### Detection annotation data
+-------+

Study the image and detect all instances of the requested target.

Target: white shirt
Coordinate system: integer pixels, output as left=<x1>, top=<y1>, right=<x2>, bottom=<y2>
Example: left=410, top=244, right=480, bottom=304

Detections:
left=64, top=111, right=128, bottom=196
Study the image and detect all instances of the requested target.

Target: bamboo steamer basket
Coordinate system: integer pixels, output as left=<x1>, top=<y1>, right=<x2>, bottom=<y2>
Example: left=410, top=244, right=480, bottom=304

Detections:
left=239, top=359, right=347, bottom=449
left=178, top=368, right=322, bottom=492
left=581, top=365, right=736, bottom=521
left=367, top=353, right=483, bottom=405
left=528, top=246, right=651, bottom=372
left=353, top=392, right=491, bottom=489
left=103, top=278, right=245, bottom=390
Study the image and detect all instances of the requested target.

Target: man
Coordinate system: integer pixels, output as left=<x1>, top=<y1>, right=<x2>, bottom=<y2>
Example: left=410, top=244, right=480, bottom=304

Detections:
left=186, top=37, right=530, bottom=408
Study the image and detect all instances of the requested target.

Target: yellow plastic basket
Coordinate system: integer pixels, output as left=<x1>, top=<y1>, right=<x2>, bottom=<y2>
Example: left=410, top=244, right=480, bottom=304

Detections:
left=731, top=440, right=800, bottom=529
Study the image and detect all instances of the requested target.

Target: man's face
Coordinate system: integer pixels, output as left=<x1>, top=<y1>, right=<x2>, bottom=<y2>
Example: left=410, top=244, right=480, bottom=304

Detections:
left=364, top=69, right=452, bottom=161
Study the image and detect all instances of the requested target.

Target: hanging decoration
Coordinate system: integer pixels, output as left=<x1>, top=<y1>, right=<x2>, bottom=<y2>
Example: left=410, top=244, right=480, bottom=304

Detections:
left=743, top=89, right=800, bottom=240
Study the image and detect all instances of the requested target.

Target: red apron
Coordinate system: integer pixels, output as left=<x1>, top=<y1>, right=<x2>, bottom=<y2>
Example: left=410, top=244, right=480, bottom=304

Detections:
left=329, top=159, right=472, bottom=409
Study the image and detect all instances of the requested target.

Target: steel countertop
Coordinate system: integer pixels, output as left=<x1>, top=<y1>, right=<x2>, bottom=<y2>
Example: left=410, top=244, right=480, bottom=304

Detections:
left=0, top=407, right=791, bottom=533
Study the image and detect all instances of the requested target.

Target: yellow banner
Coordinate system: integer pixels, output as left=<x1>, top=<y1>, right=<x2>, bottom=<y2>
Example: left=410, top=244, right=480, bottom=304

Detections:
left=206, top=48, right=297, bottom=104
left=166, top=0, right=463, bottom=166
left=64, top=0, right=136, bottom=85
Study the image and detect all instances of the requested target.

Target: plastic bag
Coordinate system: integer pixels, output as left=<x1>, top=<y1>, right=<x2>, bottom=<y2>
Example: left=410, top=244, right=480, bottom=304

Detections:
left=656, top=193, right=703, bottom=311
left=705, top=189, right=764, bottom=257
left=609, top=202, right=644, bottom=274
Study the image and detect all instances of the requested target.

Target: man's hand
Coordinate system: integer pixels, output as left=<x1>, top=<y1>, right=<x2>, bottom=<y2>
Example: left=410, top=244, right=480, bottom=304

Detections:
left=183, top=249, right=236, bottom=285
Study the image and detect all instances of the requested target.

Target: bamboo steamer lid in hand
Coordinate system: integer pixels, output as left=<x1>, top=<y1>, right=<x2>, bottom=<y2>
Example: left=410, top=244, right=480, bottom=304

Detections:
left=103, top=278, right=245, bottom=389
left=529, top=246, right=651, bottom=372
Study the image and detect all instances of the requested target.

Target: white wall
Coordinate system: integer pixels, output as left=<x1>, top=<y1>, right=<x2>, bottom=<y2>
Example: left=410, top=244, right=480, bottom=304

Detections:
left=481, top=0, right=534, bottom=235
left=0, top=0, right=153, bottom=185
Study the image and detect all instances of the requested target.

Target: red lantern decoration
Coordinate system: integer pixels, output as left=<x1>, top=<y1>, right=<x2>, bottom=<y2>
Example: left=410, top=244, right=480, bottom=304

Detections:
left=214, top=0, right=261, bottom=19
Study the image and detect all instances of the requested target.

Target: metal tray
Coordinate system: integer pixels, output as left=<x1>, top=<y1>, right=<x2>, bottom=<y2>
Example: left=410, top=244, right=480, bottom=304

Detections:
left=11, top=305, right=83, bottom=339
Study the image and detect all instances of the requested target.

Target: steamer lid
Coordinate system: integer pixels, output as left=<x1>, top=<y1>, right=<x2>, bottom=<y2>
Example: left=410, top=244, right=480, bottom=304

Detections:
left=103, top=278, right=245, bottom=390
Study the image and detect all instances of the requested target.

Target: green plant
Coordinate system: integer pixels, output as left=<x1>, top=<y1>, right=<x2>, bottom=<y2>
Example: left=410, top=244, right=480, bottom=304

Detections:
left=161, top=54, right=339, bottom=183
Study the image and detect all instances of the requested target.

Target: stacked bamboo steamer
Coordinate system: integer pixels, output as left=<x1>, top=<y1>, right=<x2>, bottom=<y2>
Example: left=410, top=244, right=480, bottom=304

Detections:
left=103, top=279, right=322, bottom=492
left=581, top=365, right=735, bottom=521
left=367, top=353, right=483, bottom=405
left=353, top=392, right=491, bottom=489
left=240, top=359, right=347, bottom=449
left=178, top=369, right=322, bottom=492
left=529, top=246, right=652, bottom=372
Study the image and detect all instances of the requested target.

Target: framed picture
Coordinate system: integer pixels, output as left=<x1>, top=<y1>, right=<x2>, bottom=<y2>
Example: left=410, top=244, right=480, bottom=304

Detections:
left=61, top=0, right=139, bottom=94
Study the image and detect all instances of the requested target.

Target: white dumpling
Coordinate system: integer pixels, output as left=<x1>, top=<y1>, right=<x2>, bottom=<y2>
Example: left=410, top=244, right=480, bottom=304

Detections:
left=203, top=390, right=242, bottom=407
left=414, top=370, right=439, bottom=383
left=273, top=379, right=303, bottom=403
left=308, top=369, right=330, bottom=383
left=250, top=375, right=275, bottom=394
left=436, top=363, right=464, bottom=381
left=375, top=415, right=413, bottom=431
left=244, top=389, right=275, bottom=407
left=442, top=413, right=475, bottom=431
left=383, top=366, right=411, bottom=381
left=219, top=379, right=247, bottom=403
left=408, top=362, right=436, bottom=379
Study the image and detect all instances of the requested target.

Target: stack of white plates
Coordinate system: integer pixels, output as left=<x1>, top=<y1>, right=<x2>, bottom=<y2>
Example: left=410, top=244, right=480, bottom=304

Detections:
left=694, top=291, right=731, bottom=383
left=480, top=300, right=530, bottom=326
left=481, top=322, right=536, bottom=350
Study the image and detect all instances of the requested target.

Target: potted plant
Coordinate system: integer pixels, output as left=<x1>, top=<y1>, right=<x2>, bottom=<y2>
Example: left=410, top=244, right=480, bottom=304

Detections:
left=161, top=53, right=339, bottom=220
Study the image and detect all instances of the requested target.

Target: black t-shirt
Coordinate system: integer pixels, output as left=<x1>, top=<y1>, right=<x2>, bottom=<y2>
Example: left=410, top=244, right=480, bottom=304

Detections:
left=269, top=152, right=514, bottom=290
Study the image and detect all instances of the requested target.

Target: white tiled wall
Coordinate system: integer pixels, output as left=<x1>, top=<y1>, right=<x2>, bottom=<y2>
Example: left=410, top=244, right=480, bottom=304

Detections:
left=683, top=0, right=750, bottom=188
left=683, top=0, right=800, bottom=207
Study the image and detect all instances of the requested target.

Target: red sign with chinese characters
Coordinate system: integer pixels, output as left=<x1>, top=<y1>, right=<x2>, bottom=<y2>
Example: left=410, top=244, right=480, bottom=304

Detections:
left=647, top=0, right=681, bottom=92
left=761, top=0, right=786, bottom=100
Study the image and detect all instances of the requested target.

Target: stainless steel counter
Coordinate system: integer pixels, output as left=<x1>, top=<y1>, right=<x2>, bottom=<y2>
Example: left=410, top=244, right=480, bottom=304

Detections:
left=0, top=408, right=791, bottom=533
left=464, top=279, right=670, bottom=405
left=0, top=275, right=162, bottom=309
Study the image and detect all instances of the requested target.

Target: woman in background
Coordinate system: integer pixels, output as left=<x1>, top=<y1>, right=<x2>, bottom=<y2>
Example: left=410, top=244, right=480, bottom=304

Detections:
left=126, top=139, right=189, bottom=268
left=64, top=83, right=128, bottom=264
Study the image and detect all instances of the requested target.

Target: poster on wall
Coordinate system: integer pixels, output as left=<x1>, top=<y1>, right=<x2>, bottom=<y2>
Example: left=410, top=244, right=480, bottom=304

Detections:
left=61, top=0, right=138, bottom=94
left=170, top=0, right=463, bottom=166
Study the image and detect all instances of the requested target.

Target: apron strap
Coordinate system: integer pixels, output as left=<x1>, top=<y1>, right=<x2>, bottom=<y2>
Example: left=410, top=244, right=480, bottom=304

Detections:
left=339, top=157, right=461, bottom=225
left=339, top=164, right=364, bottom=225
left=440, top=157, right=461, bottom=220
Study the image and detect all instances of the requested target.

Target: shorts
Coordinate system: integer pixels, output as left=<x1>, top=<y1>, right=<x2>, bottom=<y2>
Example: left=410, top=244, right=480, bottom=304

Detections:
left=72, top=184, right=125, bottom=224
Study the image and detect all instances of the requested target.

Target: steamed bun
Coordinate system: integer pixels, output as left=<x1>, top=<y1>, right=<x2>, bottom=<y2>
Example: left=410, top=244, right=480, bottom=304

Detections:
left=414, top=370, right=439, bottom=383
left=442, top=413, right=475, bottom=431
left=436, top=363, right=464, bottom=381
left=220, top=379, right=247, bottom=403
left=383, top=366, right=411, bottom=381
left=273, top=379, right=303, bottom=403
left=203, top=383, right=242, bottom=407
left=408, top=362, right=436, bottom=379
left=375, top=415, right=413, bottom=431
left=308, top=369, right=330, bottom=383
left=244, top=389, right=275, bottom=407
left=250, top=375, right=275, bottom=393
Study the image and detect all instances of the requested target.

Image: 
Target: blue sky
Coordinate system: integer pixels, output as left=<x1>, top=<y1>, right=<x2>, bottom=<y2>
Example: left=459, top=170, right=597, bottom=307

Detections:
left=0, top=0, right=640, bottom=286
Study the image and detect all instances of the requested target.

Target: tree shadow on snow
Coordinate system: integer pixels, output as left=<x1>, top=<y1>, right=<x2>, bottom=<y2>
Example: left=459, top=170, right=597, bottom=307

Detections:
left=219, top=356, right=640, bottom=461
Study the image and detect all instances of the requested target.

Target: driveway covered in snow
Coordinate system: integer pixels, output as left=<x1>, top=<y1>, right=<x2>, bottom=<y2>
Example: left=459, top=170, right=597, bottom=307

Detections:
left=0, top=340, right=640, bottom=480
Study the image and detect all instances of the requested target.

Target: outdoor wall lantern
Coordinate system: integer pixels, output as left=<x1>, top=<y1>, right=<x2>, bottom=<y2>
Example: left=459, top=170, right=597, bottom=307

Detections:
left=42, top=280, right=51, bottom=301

+-------+

### Required work
Please pick out and copy every line of the data above that contains the string "apron".

### Full response
Target: red apron
Target: apron strap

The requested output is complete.